- Задание A
Отберите из записей ниже все строки, в которых встречается слово «white». Регистр букв имеет значение.

И одновременно многих ранит реакция «с той стороны» на все российское или русское как на причастное к агрессии. Звучит даже слово русофобия. Я думаю, все же никакой русофобии нет, мы имеем дело с сильнейшей моральной паникой. Это шоковое событие, никто не ожидал, что в наши дни может быть внезапно развязана кровопролитная вой­на в Европе. Многое из того, что мы сейчас наблюдаем, это проявление шоковой реакции на вдруг обнаружившуюся витальную угрозу.

При этом, конечно, меры коллективной ответственности, дискриминация на основании гражданства или тем более национальности — это архаика, для Европы XXI века такое странно. Я надеюсь, что со временем, когда первый взрыв эмоций уляжется, будет наводиться на резкость, что и как. Учет личной позиции человека в таких обстоятельствах, на мой взгляд, — это во многих ситуациях правильно. Потому что, например, психолог, который одобряет или приемлемо относится к происходящему, оправдывает массовое насилие патриотизмом или геополитикой, не должен работать, скажем, с жертвами домашнего насилия. Привязка такого рода ограничений к позиции мне кажется разумной. Но, конечно, привязка к ­какой-то общности типа «все русские», которая не про личность, которая непонятно, где начинается, где заканчивается, про которую непонятно, кто в нее входит и кто нет, иррациональна и некорректна.

В соцсетях немало реплик российских образованных горожан, что все эти вещи приводят их к потере веры в гуманистические ценности, даже к разочарованию в идеях гуманизма. Можно сказать, что у этих людей был не слишком серьезный контакт с гуманистическими ценностями, если в них так легко разочароваться. Но, с другой стороны, неприятно чувствовать, что тебя как бы вывели из сферы действия всех этих замечательных идей, что они не дают теперь никакой защиты — даже если ты их разделяешь. Люди ощущают себя жертвами информационной вой­ны или стихии культуры отмены.

Конечно, есть и то, и другое. Есть информационная вой­на, которая часто неприглядно выглядит и ранит особенно тех, кто в наименьшей степени виновен во всем этом кошмаре. И есть повсеместные спонтанные проявления негативных чувств и позиции. Конечно, это ужасно — чувствовать себя отмененным, нелицом, по выражению Оруэлла. И непонятно, как от этого защититься.

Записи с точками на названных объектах

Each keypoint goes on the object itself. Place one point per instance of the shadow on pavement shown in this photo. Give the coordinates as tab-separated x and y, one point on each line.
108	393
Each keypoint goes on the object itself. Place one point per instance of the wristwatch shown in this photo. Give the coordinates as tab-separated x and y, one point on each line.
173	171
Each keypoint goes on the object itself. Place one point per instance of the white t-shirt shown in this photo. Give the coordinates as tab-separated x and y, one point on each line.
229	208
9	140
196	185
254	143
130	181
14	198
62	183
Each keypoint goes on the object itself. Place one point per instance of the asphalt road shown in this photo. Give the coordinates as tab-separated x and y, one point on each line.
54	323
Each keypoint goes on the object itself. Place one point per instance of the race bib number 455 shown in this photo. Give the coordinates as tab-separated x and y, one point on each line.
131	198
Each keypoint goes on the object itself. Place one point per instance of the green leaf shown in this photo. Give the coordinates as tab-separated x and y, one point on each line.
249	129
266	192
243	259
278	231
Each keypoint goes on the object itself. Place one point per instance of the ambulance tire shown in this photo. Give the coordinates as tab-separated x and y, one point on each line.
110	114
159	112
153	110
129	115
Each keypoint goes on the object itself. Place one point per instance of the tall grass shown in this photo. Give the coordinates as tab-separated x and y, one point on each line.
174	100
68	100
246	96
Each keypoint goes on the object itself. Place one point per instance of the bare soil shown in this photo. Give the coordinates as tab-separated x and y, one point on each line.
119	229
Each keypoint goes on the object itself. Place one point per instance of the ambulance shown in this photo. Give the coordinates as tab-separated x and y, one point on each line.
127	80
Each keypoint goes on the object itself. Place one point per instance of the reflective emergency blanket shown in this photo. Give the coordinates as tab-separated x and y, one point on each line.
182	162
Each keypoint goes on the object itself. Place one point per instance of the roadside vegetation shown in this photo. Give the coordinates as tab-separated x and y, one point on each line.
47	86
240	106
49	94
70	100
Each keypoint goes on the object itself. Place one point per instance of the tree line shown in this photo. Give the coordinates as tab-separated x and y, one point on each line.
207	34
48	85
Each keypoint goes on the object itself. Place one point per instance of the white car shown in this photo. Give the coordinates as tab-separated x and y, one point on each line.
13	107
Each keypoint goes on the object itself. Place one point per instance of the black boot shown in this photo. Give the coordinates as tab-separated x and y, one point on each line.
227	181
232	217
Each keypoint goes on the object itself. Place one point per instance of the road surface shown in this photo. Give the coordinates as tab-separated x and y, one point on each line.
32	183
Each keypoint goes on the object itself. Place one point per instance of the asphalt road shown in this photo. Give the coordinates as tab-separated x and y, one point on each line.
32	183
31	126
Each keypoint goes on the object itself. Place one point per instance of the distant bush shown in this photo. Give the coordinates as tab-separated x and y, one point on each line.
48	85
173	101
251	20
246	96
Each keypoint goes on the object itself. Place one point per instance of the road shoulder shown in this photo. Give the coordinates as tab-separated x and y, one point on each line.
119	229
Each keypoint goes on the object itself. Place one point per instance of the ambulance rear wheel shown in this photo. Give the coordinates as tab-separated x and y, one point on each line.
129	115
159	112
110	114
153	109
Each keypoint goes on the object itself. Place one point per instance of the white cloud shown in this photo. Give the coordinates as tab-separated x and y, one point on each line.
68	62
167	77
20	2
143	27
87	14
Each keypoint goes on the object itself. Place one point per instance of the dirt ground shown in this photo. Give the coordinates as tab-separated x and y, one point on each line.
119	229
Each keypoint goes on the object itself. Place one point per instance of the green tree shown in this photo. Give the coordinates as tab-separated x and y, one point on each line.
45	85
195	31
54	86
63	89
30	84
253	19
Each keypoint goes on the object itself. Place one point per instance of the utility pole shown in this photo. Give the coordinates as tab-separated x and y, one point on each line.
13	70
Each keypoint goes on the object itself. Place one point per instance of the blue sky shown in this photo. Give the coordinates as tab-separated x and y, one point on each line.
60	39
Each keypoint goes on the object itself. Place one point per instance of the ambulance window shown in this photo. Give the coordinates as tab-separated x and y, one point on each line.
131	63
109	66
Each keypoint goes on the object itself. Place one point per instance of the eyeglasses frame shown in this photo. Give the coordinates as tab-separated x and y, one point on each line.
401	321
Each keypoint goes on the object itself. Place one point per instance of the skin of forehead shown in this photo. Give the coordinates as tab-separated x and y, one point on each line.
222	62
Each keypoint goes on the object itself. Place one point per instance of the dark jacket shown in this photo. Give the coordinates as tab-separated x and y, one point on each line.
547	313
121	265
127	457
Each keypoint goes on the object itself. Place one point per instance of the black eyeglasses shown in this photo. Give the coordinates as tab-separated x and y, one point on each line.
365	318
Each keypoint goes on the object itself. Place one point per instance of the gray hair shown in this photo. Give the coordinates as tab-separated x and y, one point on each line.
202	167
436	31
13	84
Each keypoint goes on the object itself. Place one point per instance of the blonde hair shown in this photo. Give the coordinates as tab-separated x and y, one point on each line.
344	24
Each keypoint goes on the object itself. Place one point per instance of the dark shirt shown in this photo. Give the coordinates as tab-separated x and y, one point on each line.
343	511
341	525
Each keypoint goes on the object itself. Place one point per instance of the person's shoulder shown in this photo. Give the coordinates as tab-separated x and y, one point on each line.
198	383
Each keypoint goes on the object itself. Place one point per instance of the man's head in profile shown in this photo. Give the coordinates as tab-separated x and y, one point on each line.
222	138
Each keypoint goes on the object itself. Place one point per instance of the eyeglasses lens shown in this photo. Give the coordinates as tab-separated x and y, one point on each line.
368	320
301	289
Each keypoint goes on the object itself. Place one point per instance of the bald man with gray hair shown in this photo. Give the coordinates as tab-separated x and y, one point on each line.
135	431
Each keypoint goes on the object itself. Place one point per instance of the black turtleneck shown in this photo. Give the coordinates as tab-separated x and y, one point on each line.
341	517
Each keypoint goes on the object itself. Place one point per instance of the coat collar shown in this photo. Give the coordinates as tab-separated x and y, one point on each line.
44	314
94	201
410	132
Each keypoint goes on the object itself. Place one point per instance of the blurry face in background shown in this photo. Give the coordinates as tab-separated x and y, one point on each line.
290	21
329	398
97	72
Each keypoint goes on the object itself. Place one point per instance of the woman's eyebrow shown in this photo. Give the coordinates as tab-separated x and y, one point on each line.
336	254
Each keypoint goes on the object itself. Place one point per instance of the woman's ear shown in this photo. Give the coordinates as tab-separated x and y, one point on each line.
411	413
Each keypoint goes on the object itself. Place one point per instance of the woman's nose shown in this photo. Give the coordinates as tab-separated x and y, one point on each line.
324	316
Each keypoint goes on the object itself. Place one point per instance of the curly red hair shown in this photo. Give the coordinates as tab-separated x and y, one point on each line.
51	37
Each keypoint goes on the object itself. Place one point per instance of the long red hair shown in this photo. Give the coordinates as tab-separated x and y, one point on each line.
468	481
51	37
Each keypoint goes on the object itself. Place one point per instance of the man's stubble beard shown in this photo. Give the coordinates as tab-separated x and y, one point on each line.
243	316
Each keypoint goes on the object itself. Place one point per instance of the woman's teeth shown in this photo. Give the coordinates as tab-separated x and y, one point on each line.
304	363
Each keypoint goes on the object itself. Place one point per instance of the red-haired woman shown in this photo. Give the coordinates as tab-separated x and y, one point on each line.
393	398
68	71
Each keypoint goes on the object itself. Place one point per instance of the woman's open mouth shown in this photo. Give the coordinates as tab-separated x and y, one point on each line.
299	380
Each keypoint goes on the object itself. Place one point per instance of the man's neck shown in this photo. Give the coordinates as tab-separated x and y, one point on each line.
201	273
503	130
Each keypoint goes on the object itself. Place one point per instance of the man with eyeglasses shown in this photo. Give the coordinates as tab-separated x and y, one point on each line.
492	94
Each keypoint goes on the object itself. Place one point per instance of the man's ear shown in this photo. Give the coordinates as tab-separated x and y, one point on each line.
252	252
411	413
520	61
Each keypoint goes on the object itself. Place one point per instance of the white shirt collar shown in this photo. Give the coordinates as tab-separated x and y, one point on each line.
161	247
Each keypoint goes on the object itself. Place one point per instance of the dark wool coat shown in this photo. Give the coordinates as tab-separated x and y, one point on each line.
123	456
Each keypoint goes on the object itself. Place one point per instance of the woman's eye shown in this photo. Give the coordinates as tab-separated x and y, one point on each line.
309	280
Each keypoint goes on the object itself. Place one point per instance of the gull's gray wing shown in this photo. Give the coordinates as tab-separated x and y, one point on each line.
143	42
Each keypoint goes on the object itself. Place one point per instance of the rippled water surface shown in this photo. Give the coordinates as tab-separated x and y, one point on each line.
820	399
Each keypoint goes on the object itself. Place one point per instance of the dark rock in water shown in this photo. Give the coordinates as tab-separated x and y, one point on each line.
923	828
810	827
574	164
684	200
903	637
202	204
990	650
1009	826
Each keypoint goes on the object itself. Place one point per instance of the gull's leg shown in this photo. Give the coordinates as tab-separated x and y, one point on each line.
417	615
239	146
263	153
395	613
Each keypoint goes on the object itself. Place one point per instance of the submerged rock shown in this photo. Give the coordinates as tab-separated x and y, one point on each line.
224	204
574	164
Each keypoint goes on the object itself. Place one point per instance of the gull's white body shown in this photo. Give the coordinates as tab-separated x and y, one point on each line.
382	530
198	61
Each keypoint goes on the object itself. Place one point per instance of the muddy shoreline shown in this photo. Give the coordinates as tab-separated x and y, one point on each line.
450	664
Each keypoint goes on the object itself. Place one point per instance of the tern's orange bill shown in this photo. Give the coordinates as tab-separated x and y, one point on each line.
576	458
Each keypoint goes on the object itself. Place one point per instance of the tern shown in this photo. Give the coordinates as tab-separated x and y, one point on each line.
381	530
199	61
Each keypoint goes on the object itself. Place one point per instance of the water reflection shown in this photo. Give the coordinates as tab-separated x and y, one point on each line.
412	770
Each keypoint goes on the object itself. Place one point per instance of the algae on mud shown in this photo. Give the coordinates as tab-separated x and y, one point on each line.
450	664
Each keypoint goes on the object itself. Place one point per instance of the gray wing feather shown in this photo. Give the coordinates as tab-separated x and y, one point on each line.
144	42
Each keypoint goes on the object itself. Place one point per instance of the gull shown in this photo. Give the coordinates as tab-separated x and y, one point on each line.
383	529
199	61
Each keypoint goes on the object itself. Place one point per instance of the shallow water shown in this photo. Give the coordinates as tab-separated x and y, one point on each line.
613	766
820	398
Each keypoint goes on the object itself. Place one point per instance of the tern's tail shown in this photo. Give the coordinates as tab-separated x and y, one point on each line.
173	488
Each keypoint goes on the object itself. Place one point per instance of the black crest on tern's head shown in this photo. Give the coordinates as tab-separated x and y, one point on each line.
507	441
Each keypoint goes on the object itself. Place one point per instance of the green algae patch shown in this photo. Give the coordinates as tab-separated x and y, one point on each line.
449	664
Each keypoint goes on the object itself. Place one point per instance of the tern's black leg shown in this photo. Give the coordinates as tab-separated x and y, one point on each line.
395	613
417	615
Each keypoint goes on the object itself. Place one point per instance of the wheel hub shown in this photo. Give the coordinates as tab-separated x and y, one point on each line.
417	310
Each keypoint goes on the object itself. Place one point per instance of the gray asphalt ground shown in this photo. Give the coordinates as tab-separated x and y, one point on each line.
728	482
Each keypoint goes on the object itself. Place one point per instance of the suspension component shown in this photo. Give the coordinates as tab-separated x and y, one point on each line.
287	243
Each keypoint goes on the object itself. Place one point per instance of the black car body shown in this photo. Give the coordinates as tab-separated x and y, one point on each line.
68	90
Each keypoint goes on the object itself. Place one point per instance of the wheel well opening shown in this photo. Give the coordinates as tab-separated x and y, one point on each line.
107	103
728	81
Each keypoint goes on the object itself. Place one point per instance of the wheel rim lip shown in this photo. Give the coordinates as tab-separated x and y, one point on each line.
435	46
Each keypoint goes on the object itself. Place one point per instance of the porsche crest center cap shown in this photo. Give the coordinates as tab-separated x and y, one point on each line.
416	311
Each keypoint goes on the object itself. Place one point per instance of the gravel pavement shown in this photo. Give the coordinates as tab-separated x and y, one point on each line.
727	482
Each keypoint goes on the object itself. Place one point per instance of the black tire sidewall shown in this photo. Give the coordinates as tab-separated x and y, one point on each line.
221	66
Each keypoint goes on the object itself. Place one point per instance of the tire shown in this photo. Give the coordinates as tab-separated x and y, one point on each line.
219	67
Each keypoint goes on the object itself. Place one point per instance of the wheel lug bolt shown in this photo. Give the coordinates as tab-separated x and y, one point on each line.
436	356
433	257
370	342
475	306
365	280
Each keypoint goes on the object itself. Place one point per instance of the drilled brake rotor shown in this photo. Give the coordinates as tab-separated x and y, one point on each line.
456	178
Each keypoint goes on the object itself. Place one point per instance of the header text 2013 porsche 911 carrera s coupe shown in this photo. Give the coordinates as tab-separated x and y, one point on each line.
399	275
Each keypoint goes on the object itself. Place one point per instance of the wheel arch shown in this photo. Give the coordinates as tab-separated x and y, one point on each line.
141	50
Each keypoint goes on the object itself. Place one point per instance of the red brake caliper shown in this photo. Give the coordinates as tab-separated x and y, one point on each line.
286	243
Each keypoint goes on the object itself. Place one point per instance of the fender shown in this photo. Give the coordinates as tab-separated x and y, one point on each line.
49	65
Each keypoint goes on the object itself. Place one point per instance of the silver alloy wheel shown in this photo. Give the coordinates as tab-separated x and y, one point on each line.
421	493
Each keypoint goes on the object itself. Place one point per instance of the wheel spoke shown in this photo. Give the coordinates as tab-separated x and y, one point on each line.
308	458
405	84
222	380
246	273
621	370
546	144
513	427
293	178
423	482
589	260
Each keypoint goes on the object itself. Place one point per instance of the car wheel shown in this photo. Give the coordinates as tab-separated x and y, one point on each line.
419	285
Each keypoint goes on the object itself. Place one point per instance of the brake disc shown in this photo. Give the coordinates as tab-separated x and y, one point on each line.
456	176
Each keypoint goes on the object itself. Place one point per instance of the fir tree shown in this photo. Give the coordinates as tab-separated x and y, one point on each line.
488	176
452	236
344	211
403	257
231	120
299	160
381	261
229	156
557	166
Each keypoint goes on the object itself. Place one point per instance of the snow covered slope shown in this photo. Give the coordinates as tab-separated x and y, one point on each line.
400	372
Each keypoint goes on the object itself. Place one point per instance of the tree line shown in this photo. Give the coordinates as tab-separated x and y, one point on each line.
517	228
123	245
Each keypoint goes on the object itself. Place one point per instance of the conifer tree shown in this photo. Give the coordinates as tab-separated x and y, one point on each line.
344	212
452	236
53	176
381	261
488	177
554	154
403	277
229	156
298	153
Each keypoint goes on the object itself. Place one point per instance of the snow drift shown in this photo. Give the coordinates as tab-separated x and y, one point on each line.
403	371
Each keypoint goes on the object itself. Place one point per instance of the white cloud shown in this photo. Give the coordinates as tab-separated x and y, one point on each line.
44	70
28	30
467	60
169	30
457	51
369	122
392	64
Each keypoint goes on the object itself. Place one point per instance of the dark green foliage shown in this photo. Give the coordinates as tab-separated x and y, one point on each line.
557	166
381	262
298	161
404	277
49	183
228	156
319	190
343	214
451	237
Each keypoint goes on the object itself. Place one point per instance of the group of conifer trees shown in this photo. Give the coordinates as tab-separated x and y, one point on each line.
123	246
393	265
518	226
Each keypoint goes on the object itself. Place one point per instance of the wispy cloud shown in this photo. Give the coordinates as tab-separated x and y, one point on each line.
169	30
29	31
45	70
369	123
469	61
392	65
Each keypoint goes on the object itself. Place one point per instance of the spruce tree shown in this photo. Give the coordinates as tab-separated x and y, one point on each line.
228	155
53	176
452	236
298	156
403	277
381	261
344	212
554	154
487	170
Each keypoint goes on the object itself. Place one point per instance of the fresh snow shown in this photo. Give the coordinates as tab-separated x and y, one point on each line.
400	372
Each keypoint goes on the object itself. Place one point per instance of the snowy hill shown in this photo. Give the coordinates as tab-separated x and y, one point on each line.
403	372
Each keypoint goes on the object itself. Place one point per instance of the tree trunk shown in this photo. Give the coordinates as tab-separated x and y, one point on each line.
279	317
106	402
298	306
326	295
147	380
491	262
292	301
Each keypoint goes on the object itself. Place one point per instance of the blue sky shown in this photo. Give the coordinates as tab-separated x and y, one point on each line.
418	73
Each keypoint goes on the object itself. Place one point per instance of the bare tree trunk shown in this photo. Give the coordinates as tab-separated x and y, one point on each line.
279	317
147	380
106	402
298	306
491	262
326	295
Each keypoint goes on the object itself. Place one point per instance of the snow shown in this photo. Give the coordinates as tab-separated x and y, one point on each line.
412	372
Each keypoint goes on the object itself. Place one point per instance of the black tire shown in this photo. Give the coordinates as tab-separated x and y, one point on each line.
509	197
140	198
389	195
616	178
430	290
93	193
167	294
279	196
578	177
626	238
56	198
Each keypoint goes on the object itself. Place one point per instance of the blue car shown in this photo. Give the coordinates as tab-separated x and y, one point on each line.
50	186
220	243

- Задание B
Измените в отрывке о русофобии фрагмент от слов «В соцсетях немало реплик» до слов «стихии культуры отмены.» включительно, заменив «соцсетях» на «социальных сетях». Приведите получившийся фрагмент целиком.

- Правильный ответ A
Each keypoint goes on the object itself. Place one point per instance of the white t-shirt shown in this photo. Give the coordinates as tab-separated x and y, one point on each line.
Each keypoint goes on the object itself. Place one point per instance of the white car shown in this photo. Give the coordinates as tab-separated x and y, one point on each line.
Each keypoint goes on the object itself. Place one point per instance of the white cloud shown in this photo. Give the coordinates as tab-separated x and y, one point on each line.
Each keypoint goes on the object itself. Place one point per instance of the white shirt collar shown in this photo. Give the coordinates as tab-separated x and y, one point on each line.
Each keypoint goes on the object itself. Place one point per instance of the gull's white body shown in this photo. Give the coordinates as tab-separated x and y, one point on each line.
Each keypoint goes on the object itself. Place one point per instance of the white cloud shown in this photo. Give the coordinates as tab-separated x and y, one point on each line.

- Правильный ответ B
В социальных сетях немало реплик российских образованных горожан, что все эти вещи приводят их к потере веры в гуманистические ценности, даже к разочарованию в идеях гуманизма. Можно сказать, что у этих людей был не слишком серьезный контакт с гуманистическими ценностями, если в них так легко разочароваться. Но, с другой стороны, неприятно чувствовать, что тебя как бы вывели из сферы действия всех этих замечательных идей, что они не дают теперь никакой защиты — даже если ты их разделяешь. Люди ощущают себя жертвами информационной вой­ны или стихии культуры отмены.